_Exercise directions_:
Locate every line in the items below that contains the word "clear", and copy each one. Case counts.

_Dataset entries_:
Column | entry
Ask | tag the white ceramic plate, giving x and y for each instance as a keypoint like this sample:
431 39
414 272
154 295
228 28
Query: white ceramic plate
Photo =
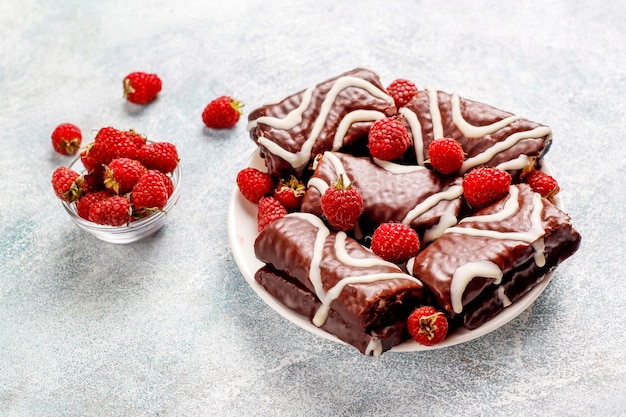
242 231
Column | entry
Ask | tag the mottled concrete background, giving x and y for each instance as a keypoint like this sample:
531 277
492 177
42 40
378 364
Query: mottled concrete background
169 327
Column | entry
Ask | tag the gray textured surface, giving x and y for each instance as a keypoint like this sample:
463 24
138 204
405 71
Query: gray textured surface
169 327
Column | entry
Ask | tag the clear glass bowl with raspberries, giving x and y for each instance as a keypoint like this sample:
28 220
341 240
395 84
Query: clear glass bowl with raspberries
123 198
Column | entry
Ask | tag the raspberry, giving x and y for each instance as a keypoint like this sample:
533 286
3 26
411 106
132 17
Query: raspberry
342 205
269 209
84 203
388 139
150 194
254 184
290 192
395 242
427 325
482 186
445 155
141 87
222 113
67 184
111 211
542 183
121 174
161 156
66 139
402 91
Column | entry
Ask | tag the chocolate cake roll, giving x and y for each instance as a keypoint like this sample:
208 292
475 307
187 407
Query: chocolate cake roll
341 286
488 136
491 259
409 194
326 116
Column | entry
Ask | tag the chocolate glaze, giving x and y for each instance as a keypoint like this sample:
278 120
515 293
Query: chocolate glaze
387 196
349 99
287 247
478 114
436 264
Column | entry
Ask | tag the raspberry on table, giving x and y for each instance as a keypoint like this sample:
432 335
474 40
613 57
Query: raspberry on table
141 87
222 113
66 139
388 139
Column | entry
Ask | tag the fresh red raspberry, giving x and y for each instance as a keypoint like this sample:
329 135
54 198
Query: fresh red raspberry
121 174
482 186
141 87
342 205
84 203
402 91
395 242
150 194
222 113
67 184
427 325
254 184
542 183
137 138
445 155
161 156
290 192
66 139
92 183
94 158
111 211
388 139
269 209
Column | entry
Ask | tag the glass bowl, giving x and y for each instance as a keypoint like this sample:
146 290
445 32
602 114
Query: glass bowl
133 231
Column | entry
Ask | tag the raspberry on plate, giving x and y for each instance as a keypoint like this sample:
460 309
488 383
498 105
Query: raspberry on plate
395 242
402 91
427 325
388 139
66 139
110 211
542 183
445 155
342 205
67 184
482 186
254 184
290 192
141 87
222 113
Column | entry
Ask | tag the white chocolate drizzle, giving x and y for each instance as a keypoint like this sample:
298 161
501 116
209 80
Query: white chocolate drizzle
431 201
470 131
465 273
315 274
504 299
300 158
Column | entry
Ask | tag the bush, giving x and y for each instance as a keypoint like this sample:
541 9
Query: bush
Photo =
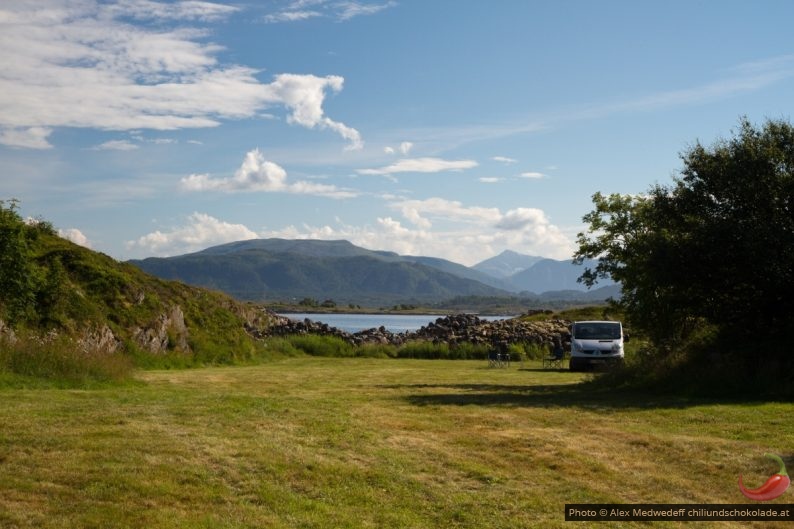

* * *

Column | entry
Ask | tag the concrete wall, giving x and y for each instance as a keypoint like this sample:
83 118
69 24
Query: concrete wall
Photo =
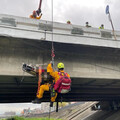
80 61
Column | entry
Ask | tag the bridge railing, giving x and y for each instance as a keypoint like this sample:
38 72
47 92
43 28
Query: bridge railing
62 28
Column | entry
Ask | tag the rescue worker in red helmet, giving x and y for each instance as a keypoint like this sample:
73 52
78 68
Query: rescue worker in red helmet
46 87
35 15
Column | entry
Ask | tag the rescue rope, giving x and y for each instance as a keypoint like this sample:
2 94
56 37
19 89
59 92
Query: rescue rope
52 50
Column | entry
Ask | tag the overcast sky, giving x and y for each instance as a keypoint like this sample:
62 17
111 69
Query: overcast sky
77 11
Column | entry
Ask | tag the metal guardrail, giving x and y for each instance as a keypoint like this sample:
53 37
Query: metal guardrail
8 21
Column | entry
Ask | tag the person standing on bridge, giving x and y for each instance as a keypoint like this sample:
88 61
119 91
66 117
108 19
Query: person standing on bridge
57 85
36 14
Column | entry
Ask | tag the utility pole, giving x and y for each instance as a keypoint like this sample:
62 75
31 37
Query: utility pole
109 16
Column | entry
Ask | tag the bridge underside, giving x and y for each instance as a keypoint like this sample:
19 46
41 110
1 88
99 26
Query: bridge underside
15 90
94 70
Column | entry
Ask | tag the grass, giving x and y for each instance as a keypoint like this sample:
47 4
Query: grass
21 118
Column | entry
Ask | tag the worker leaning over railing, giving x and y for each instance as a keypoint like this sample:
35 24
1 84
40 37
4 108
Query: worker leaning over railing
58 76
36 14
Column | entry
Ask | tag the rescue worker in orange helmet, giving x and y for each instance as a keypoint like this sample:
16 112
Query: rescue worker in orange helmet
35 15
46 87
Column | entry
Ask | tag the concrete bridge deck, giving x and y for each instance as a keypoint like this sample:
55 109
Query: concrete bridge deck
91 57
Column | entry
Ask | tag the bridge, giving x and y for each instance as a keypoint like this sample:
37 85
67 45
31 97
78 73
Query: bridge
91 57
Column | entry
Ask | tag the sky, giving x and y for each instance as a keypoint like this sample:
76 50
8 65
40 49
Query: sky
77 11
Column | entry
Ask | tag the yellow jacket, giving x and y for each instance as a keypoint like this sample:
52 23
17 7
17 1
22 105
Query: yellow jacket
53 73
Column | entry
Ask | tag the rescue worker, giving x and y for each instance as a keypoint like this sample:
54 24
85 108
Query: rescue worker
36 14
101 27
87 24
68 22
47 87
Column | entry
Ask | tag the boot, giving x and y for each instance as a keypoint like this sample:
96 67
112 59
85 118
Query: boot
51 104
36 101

_Written response_:
Ask | tag the clear glass bowl with raspberries, giving x and y for each instance as a keypoint like this sample:
Query: clear glass bowl with raspberries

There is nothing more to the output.